[Page text]

====================

Walter's DConf 2014 Talks - Topics in Finance
Laeeth Isharc via Digitalmars-d
digitalmars-d at puremagic.com
Mon Dec 22 19:07:09 PST 2014
Hi.
Sorry if this is a bit long, but perhaps it may be interesting to
one or two.
On Monday, 22 December 2014 at 22:00:36 UTC, Daniel Davidson
wrote:
> On Monday, 22 December 2014 at 19:25:51 UTC, aldanor wrote:
>> On Monday, 22 December 2014 at 17:28:39 UTC, Daniel Davidson
>> wrote:
>> I don't see D attempting to tackle that at this point.
>>> If the bulk of the work for the "data sciences" piece is the
>>> maths, which I believe it is, then the attraction of D as a
>>> "data sciences" platform is muted. If the bulk of the work is
>>> preprocessing data to get to an all numbers world, then in
>>> that space D might shine.
>> That is one of my points exactly -- the "bulk of the work", as
>> you put it, is quite often the data processing/preprocessing
>> pipeline (all the way from raw data parsing, aggregation,
>> validation and storage to data retrieval, feature extraction,
>> and then serialization, various persistency models, etc).
>
> I don't know about low frequency which is why I asked about
> Winton. Some of this is true in HFT but it is tough to break
> that pipeline that exists in C++. Take live trading vs
> backtesting: you require all that data processing before
> getting to the math of it to be as low latency as possible for
> live trading which is why you use C++ in the first place. To
> break into that pipeline with another language like D to add
> value, say for backtesting, is risky not just because the
> duplication of development cost but also the risk of live not
> matching backtesting.
>
> Maybe you have some ideas in mind where D would help that data
> processing pipeline, so some specifics might help?

====================

[Provided data]
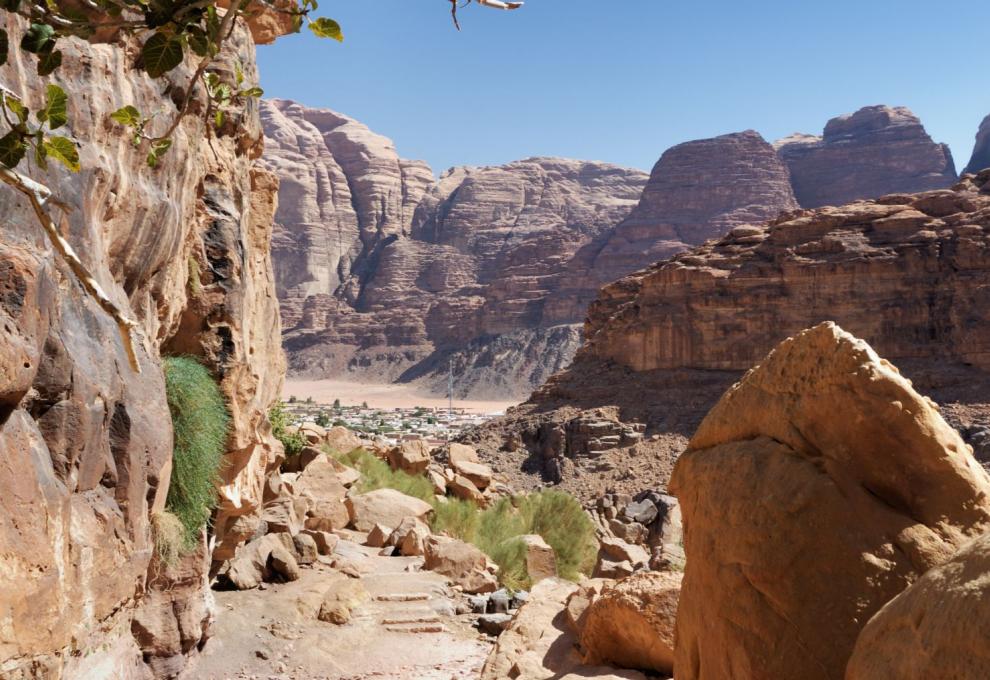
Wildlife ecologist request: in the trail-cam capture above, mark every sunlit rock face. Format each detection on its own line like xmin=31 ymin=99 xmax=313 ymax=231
xmin=0 ymin=21 xmax=284 ymax=678
xmin=774 ymin=106 xmax=956 ymax=208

====================

[Task prompt]
Extend the forum post on D for finance and data processing past its final quoted sentence.

[Result]
I have been working as a PM for quantish buy side places since
98, after starting in a quant trading role on sell side in 96,
with my first research summer job in 93. Over time I have become
less quant and more discretionary, so I am less in touch with the
techniques the cool kids are using when it doesn't relate to what
I do. But more generally there is a kind of silo mentality where
in a big firm people in different groups don't know much about
what the guy sitting at the next bank of desks might be doing,
and even within groups the free flow of ideas might be a lot less
than you might think
Against that, firms with a pure research orientation may be a
touch different, which just goes hex again to say that from the
outside it may be difficult to make useful generalisations.
A friend of mine who wrote certain parts of the networking stack
in linux is interviewing with HFT firms now, so I may have a
better idea about whether D might be of interest. He has heard
of D but suggests Java instead. (As a general option, not for
HFT). Even smart people can fail to appreciate beauty ;)
I think its public that GS use a python like language internally,
JPM do use python for what you would expect, and so do AHL (one
of the largest lower freq quant firms). More generally, in every
field, but especially in finance, it seems like the data
processing aspect is going to be key - not just a necessary evil.
Yes, once you have it up and running you can tick it off, but it
is going to be some years before you start to tick off items
faster than they appear. Look at what Bridgewater are doing with
gauging real time economic activity (and look at Google Flu
prediction if one starts to get too giddy - it worked and then
didn't).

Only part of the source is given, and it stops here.